Selected passage ▸

This has been a big week for long articles about the role (read: SCANDAL) of money in the so-called science of medicine. Scientific American has a very worthwhile article with a focus on drugs for osteoporosis. I covered this subject once before. Charles Seife, the author, is an academic who worked very hard to piece together information, and the story is compelling.
“There isn't a single sector of academic medicine, academic research or medical education in which industry relationships are not a ubiquitous factor,” says sociologist Eric Campbell, a professor of medicine at Harvard Medical School.
The Washington Post ran a long piece today on the Avandia scandal and how GSK managed the bad news, keeping the drug on the market for years after the bad news was known (and causing thousands of excess deaths in the process).
Over a year-long period ending in August, NEJM published 73 articles on original studies of new drugs, encompassing drugs approved by the FDA since 2000 and experimental drugs, according to a review by The Washington Post.Of those articles, 60 were funded by a pharmaceutical company, 50 were co-written by drug company employees and 37 had a lead author, typically an academic, who had previously accepted outside compensation from the sponsoring drug company in the form of consultant pay, grants or speaker fees.This was also the week when BMJ issued its new guidance for publishing clinical trials, requiring sharing of data by drug and device makers.

Collected data ▸

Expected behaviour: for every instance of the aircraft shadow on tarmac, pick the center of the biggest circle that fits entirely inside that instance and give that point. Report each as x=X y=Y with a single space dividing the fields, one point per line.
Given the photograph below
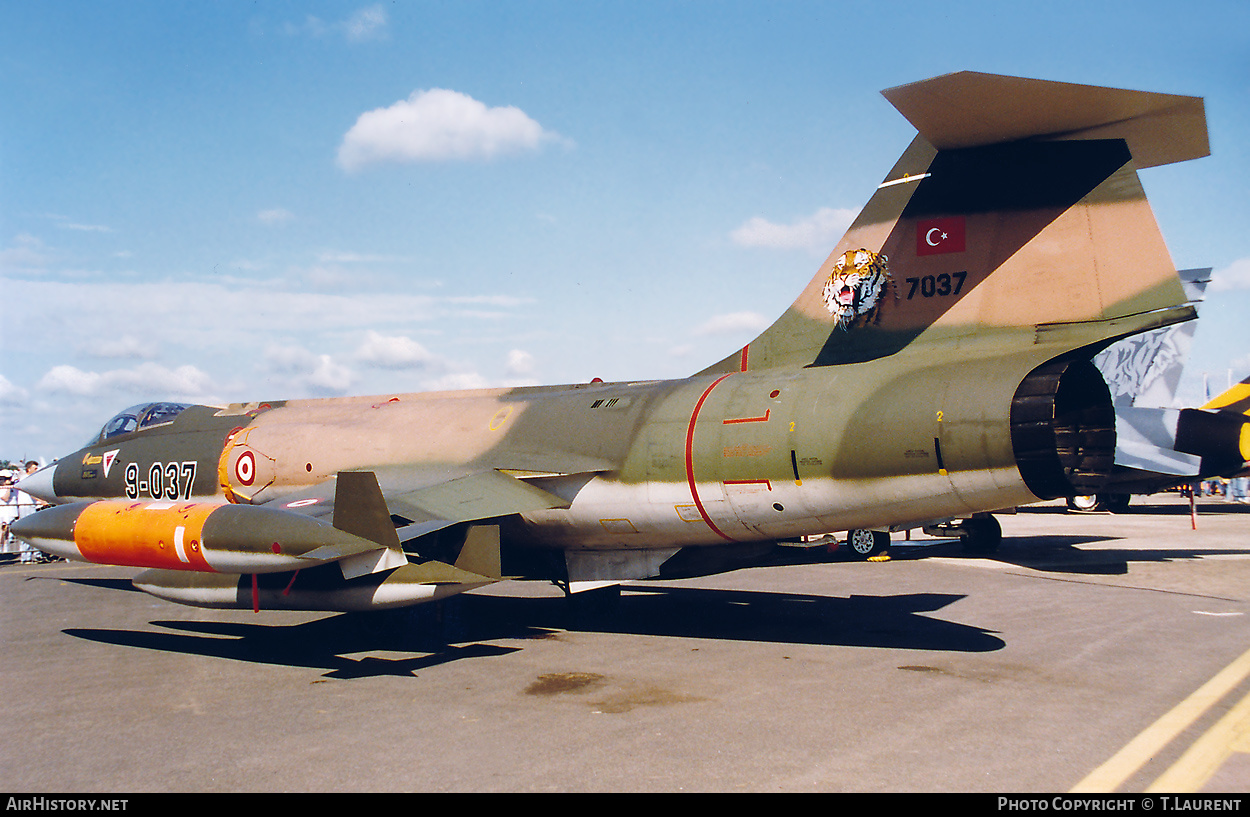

Problem to work on ▸ In the text on money in medicine, what caused thousands of excess deaths in the Avandia case? Answer in one to three sentences.

Result for this task ▸ GSK managed the bad news about Avandia in a way that kept the drug on the market for years after that news was known. Keeping it on the market caused thousands of excess deaths.